Count the lines in the records below that contain the word "muddy", and reply with the number alone.

[Lines of data]
——————
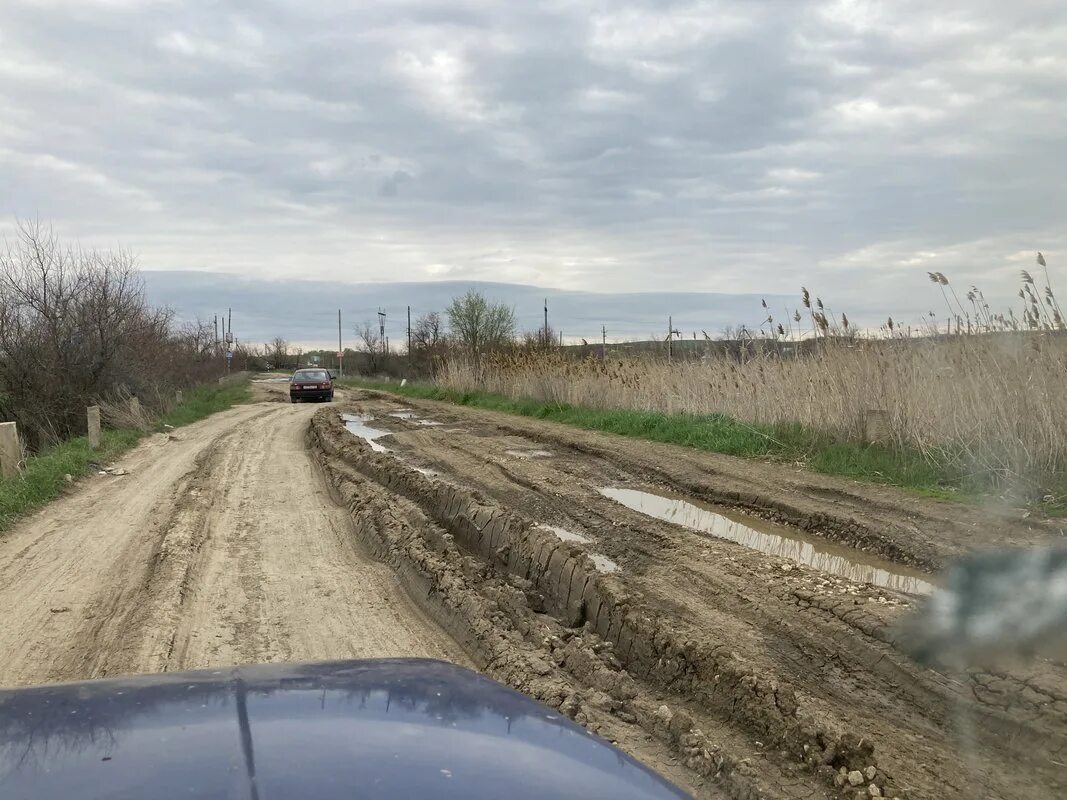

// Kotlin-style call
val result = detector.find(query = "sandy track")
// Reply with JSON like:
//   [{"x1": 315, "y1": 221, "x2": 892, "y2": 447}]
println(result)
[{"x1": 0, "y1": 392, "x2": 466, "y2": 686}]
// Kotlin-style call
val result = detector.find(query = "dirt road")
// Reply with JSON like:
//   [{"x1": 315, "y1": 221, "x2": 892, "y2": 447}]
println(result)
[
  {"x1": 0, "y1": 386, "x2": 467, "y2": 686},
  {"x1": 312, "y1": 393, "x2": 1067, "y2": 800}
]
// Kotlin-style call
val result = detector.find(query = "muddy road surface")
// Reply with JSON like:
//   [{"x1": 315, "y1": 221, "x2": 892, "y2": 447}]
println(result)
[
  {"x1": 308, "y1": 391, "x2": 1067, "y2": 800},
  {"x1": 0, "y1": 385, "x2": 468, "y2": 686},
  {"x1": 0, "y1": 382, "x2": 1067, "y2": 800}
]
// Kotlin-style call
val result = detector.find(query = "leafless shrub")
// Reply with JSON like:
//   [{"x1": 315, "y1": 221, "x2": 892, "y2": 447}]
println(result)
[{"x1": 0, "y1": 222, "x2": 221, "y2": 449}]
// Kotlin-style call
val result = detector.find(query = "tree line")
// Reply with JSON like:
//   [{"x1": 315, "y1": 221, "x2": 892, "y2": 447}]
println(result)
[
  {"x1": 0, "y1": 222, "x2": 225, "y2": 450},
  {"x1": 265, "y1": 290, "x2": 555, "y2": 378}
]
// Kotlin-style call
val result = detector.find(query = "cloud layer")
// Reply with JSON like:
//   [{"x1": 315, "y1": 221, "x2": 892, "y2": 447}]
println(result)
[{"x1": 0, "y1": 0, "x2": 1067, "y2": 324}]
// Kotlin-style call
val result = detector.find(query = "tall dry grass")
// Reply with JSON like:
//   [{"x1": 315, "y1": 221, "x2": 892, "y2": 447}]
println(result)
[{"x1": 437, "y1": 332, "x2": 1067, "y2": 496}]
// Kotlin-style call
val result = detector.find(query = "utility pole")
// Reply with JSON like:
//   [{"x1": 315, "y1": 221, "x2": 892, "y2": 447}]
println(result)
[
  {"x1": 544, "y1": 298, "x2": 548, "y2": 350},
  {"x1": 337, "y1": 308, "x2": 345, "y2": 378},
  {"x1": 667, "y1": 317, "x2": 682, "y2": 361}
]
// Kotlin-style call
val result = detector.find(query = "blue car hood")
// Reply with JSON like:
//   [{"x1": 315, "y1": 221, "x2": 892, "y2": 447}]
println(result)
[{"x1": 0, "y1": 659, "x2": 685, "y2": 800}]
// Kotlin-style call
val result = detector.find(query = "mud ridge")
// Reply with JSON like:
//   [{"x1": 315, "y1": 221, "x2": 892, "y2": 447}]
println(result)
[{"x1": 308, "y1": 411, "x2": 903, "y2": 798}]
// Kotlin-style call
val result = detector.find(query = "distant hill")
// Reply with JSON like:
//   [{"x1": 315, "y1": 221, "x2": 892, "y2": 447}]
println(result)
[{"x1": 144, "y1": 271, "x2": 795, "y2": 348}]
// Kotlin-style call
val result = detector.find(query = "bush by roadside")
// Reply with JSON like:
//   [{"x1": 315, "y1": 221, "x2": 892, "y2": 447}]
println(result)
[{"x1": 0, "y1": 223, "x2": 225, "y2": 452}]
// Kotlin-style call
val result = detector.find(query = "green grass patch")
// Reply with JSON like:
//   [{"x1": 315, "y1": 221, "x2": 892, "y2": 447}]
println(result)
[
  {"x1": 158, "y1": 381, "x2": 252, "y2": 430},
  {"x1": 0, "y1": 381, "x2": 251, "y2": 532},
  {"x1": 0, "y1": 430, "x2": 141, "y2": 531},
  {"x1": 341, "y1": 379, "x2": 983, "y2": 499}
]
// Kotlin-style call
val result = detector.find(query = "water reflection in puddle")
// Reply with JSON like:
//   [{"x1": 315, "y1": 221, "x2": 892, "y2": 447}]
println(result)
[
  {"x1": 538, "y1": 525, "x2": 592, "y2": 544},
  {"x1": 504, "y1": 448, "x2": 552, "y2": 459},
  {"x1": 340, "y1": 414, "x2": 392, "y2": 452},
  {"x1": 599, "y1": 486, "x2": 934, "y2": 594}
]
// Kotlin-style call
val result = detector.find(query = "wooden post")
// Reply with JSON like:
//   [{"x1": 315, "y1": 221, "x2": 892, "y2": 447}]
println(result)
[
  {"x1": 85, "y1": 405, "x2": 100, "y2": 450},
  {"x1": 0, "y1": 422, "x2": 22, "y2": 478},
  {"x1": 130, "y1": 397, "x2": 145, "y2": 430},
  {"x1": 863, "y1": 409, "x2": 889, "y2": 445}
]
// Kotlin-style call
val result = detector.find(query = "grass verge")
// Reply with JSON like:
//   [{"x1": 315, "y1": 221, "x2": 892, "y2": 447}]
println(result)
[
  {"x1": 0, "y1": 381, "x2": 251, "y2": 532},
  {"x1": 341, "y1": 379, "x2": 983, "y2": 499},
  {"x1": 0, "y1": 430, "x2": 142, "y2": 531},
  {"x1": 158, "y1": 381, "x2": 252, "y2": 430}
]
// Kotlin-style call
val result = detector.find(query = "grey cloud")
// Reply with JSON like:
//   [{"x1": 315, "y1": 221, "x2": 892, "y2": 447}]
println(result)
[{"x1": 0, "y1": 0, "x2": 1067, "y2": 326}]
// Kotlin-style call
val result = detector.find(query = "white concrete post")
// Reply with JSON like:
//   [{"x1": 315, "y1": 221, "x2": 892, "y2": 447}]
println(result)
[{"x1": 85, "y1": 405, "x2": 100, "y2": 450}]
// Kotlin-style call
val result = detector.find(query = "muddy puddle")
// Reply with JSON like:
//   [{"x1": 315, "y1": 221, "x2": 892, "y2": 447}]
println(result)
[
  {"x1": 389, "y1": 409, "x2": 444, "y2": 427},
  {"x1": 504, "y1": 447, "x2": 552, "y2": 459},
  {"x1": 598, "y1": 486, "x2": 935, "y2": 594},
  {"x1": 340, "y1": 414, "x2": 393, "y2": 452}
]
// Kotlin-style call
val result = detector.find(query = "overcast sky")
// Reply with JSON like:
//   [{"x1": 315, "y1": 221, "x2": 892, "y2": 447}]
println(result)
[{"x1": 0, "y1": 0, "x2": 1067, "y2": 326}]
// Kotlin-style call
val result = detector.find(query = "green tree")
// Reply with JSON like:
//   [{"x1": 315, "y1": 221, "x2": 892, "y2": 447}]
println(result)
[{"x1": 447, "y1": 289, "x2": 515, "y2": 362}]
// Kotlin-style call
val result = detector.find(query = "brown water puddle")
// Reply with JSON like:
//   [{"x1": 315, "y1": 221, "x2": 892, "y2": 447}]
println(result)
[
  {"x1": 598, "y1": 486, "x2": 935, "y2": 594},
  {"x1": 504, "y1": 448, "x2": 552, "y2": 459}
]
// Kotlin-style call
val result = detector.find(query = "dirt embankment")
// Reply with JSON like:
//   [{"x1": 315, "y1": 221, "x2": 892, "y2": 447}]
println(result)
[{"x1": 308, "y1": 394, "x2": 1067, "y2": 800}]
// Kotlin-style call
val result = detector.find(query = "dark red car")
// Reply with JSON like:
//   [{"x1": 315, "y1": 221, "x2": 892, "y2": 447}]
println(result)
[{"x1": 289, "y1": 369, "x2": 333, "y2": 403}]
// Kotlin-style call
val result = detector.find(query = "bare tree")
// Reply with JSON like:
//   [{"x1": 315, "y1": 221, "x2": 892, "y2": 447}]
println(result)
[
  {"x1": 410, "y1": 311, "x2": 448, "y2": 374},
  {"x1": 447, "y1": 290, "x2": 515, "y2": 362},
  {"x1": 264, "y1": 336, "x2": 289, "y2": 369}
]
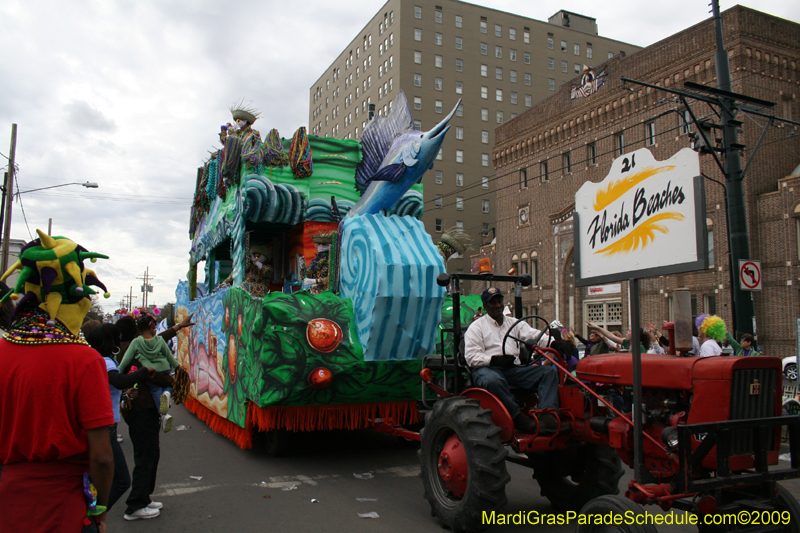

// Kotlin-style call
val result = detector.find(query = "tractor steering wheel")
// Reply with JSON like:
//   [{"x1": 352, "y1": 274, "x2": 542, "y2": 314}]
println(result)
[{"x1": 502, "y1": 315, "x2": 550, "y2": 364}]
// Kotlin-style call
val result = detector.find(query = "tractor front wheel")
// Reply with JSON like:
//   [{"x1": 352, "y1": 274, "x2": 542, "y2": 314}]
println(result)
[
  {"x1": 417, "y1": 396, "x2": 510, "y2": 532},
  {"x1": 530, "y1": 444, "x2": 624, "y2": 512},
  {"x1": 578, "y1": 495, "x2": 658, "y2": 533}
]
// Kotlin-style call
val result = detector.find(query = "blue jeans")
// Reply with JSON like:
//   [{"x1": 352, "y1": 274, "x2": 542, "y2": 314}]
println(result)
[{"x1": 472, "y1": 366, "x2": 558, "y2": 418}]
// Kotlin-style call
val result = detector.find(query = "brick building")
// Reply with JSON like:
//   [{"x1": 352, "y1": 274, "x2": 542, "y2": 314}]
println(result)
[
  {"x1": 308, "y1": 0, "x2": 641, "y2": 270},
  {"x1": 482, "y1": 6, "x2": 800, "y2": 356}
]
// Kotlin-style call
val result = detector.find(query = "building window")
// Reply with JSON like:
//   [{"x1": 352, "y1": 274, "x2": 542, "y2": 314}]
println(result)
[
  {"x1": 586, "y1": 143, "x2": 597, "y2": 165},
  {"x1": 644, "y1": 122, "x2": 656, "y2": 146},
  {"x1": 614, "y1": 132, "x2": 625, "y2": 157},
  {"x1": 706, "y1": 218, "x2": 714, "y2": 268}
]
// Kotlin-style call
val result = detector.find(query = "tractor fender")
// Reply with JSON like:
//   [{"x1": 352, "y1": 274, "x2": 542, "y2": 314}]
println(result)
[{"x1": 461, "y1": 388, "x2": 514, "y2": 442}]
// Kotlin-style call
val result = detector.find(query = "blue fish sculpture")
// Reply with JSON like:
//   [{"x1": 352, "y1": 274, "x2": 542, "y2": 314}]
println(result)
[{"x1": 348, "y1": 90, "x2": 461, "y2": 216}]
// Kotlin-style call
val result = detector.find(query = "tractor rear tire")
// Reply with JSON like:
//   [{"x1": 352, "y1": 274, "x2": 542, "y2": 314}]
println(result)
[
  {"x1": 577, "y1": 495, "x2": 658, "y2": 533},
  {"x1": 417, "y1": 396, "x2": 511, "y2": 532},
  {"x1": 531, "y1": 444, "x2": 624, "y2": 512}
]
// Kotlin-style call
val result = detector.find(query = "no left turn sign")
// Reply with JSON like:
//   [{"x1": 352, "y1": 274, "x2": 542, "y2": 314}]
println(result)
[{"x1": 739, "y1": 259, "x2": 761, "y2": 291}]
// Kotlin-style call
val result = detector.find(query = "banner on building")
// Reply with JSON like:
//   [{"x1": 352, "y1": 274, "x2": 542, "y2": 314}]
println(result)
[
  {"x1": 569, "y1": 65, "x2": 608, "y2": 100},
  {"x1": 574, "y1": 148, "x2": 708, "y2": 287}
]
——————
WORKED ANSWER >> 2